→ **ФРАГМЕНТ ТЕКСТА**
Самое скверное в этих формулах их утрированность не объясняющая ни чего, но претендующая на истину в последней инстанцию, а на самом деле представляющею очередную попытку поставить штамп (ниже мы приведём наше понимание штампа в поэзии, искусстве, да и мировоззрениях вообще). Чем это обосновано? Ответов огромное количество и мы ни как не можем претендовать на то, что назвать их всех. Однако приведём некоторые наиболее часто наблюдаемые.
Штамп – это, прежде всего критерий, критерий по которому УДОБНО оценивать, что бы-то ни было.
Замечательный момент у братьев Стругацких в «Пикнике на обочине» – «Они ведь все, Очкарики, такие. Им главное название придумать. Пока не придумал, смотреть на него жалко, дурак дураком. Ну а как придумал какой-нибудь гравиконцентратор, тут ему словно все понятно становится, и сразу ему жить легче».
Здесь объяснять штампом стараются неизвестность, правда более известной она от того не становится, но о ней уже можно говорить и считать чем-то обыденным.
А, у Ильфа и Петрова таким критерием служило, поместиться ли тот или иной предмет в комнате, и пройдёт ли он в дверь.
Человек, позволяющий себе скатится на уровень конформизма, теряет способность восхищаться непостижимым, да и восхищаться вообще. Область неизвестного становится для него враждебной т.к. угрожает разрушением его стереотипов. Борьба с этим происходит по средствам присвоению всему новому известных черт или взгляд через определённую призму. Что касается враждебности, то она может достигать и откровенных размеров. Виной этому тревожность, возникающая у людей потерявших способность к креативности, т.к. все, что не вписывается в их представления о мироустройстве, вызывает чувство внутреннего дискомфорта. Здесь мы можем обратится к гештальт-психологии по которой отсутствие целостности, завершённости порождает напряжение, внутренний конфликт, невроз. Отсюда и проистекает уход в формализм – из желания завершить «что-то», создать нечто целостное, найти некоторую конечную форму, чем закрыться от ощущения вечной недосказанности, которая создаёт серьёзную дисгармонию в психике. Последнее больше относится к авторам пишущим штампованными формами. При этом повторение, пережевывание уже устоявшихся образов, называется сохранением литературных традиций, что вынуждает других авторов, не желающих писать в установленных рамках, отказываться от всего культурного наследия и уходить в нигилизм, т.е. крайний авангардизм. Понятно, что эта ответная реакция вызвана эмоциональным всплеском, а не сознательной деятельностью.
Для того чтобы рассмотреть предпосылки подводящие авторов к этому разберём понятия, к которым будем апеллировать: архетип и стереотип (вообще сегодня мало кто утруждает себя различать эти понятия, но мы попробуем исправить это), при этом мы одновременно рассмотри содержание их влияния на людей. В нашем случае сначала на авторов, а потом и на читателей, впрочем, любой автор, в жизни, в первую очередь становится читателем и из того, как он воспринимает произведения предшественников, формируется его собственное творчество.

→ **ПРЕДОСТАВЛЕННЫЕ СТРОКИ**
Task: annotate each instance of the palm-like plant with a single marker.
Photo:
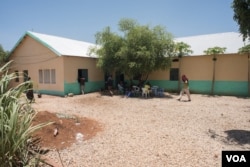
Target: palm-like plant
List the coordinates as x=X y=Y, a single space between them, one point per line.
x=16 y=128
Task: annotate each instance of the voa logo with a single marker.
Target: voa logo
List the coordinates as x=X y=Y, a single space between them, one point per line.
x=236 y=158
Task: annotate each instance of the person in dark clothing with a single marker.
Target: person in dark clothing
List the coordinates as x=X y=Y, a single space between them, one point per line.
x=82 y=84
x=110 y=85
x=30 y=92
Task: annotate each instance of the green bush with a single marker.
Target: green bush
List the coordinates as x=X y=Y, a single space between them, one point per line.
x=16 y=115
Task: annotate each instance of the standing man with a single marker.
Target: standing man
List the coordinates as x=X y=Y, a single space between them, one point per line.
x=185 y=88
x=82 y=84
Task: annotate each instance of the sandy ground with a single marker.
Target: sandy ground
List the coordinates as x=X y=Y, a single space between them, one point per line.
x=157 y=132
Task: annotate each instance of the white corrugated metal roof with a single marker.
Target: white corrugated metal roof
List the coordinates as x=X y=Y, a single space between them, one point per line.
x=64 y=46
x=232 y=41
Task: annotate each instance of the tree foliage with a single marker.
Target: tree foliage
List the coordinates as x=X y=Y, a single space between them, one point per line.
x=3 y=55
x=242 y=16
x=182 y=49
x=244 y=49
x=140 y=49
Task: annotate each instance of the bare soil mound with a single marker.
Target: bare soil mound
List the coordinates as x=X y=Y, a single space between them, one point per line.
x=70 y=129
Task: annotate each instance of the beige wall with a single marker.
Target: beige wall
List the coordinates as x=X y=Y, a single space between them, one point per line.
x=72 y=64
x=32 y=56
x=227 y=67
x=233 y=67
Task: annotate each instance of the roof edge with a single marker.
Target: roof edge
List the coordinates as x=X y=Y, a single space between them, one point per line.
x=28 y=33
x=43 y=43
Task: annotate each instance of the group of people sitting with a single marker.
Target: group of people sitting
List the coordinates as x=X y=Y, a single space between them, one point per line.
x=134 y=90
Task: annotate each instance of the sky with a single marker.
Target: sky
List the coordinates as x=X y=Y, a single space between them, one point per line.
x=82 y=19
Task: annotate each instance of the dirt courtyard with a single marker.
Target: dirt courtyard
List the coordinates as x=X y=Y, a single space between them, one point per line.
x=157 y=131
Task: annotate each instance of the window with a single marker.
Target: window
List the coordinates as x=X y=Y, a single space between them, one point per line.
x=53 y=76
x=83 y=73
x=17 y=76
x=40 y=76
x=46 y=76
x=25 y=75
x=174 y=74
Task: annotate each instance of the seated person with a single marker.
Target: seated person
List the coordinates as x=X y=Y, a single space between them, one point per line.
x=120 y=87
x=147 y=86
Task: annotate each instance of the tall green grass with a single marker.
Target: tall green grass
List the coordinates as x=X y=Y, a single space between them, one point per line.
x=16 y=115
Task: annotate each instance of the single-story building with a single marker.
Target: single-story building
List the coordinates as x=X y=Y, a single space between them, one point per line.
x=55 y=65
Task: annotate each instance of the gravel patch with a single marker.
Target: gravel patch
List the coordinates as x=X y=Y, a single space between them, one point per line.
x=155 y=131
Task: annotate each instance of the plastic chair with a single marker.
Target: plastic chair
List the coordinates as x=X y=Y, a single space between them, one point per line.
x=145 y=92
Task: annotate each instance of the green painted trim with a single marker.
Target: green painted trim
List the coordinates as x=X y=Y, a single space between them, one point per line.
x=89 y=87
x=232 y=88
x=51 y=92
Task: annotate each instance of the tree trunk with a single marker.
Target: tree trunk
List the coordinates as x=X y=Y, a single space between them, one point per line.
x=248 y=74
x=214 y=70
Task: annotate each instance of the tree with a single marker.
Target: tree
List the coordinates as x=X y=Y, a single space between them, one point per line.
x=214 y=51
x=138 y=52
x=181 y=49
x=246 y=50
x=3 y=55
x=242 y=16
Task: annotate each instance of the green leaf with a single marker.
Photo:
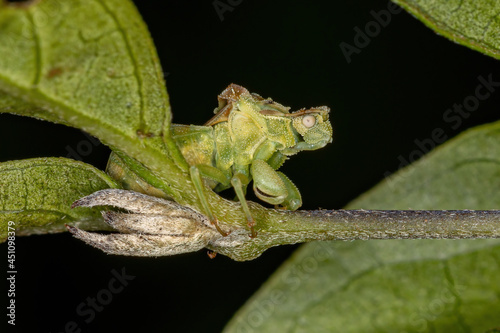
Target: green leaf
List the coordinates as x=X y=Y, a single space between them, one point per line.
x=91 y=65
x=471 y=23
x=36 y=194
x=397 y=285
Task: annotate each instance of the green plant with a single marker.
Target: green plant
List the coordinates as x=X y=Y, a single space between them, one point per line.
x=138 y=127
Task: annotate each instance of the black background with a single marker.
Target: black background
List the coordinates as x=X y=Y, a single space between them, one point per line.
x=393 y=92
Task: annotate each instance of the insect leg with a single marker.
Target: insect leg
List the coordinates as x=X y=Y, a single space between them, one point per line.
x=237 y=182
x=198 y=185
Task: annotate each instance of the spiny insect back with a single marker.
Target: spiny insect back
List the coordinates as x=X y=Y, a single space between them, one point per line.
x=249 y=138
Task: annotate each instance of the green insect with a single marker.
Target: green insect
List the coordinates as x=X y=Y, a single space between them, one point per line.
x=249 y=138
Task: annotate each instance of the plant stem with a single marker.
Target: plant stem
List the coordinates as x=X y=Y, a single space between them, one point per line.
x=304 y=226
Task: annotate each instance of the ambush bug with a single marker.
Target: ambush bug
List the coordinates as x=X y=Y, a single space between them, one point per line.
x=249 y=138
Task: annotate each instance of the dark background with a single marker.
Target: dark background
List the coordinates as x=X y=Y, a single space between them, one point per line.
x=394 y=91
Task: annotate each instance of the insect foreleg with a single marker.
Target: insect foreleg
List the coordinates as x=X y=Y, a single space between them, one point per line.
x=200 y=190
x=293 y=200
x=239 y=182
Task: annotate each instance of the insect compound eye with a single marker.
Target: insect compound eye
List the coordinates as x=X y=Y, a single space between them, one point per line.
x=309 y=121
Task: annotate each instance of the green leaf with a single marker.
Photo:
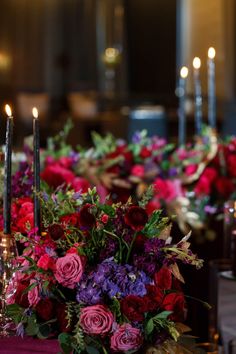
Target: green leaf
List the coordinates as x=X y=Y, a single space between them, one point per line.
x=91 y=350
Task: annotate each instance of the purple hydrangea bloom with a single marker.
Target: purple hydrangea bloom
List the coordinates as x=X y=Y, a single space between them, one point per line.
x=111 y=280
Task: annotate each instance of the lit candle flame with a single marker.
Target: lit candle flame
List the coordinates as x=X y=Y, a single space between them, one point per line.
x=184 y=72
x=196 y=63
x=211 y=53
x=35 y=112
x=8 y=110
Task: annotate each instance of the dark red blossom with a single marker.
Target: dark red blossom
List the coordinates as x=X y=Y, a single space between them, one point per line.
x=175 y=302
x=86 y=217
x=55 y=231
x=136 y=217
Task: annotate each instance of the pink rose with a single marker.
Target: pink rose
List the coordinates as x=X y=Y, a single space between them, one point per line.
x=69 y=270
x=96 y=319
x=45 y=262
x=80 y=184
x=190 y=169
x=126 y=338
x=138 y=171
x=33 y=294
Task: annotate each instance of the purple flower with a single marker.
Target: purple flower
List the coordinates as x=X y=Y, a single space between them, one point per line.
x=111 y=280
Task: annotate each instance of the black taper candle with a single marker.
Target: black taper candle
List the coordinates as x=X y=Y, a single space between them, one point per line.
x=7 y=174
x=37 y=216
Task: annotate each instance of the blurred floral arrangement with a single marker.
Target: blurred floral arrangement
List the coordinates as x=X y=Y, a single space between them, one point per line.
x=104 y=277
x=191 y=182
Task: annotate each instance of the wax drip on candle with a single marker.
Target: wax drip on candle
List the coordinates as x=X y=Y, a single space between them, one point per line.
x=198 y=96
x=37 y=216
x=7 y=172
x=211 y=88
x=181 y=110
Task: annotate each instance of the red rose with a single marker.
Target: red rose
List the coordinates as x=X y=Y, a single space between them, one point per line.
x=21 y=298
x=70 y=219
x=25 y=223
x=56 y=175
x=163 y=278
x=175 y=302
x=62 y=320
x=224 y=186
x=45 y=309
x=86 y=217
x=138 y=171
x=46 y=262
x=136 y=217
x=154 y=297
x=133 y=308
x=104 y=218
x=152 y=206
x=145 y=152
x=231 y=163
x=55 y=231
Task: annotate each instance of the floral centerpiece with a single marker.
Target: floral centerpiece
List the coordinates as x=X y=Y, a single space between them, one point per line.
x=105 y=278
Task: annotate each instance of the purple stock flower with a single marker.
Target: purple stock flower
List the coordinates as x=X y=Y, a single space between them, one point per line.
x=111 y=280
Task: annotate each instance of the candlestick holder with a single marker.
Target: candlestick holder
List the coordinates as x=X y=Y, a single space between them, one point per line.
x=8 y=254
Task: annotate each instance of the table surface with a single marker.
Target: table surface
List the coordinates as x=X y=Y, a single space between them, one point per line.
x=13 y=345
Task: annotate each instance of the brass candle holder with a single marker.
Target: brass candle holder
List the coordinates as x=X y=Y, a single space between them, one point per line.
x=8 y=254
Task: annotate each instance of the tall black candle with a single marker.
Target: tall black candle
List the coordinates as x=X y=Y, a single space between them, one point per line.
x=7 y=173
x=37 y=218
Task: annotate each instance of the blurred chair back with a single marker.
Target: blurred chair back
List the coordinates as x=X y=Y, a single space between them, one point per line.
x=25 y=103
x=151 y=118
x=83 y=105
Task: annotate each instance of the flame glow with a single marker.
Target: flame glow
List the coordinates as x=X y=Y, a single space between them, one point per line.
x=196 y=63
x=35 y=112
x=184 y=72
x=211 y=53
x=8 y=110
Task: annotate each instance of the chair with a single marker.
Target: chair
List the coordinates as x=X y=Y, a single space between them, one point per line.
x=151 y=118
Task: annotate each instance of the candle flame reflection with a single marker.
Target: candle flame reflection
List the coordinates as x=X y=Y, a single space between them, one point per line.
x=8 y=110
x=184 y=72
x=196 y=63
x=35 y=112
x=211 y=53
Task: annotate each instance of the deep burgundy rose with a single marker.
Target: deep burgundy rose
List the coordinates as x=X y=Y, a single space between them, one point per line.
x=145 y=152
x=55 y=175
x=125 y=338
x=21 y=298
x=62 y=320
x=163 y=278
x=70 y=219
x=154 y=297
x=86 y=217
x=224 y=186
x=231 y=163
x=175 y=302
x=133 y=307
x=56 y=232
x=136 y=217
x=45 y=309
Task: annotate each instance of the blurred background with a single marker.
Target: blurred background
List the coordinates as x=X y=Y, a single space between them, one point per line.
x=101 y=62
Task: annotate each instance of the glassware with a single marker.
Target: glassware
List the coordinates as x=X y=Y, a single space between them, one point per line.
x=8 y=254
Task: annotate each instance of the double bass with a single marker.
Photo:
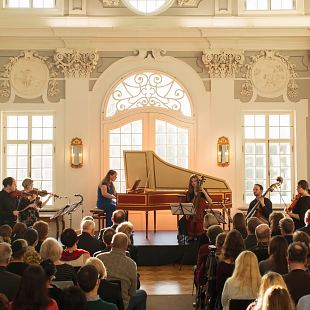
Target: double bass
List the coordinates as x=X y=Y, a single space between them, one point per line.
x=194 y=226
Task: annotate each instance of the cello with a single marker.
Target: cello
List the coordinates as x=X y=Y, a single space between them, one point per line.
x=194 y=225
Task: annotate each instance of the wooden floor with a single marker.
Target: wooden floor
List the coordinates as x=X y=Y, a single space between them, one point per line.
x=166 y=280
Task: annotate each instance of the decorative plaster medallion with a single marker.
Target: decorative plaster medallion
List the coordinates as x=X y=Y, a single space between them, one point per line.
x=76 y=64
x=222 y=63
x=271 y=75
x=29 y=76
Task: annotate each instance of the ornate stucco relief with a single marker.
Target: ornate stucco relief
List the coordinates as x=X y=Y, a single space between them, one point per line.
x=75 y=63
x=29 y=76
x=270 y=75
x=222 y=63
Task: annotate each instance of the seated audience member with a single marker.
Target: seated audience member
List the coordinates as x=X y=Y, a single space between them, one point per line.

→ **ЗАДАНИЕ**
Продолжите текст о штампах в поэзии и мировоззрении после его последнего предложения. Строки — это отдельный материал, не связанный с текстом.

→ **ОТВЕТ**
Итак:
Архетип – наработанный эстетический (для искусства, но можно сказать и более широко – социально-культурный) базис, позволяющий человеку, как социальной единице, осознать подвижно-целостную систему общества и его ценностей, что даёт ему возможность ориентироваться в социальной среде. Через это осознание каждого человека, создаётся общее социальное пространство, благодаря которому люди взаимодействуют друг с другом не посредством инстинкта, как муравьи в муравейнике, а сознательно.
Так как архетип – это базис, то к нему не только возможно, но и следует создавать надстройку, благодаря чему и происходит процесс развития общества и более того – генезис цивилизации.
Стереотип – модель поведения, мышления, восприятия и понимания происходящего (через определённую призму), выработанная социальной группой, от консорции до этноса, и предписываемая к исполнению каждому индивиду, находящемуся в ней. Находится в стереотипе, значит иметь постоянное общение с людьми строго следующими своей (а вернее заимствованной) психической модели. Заимствование происходит под влиянием обещания мнимого комфорта.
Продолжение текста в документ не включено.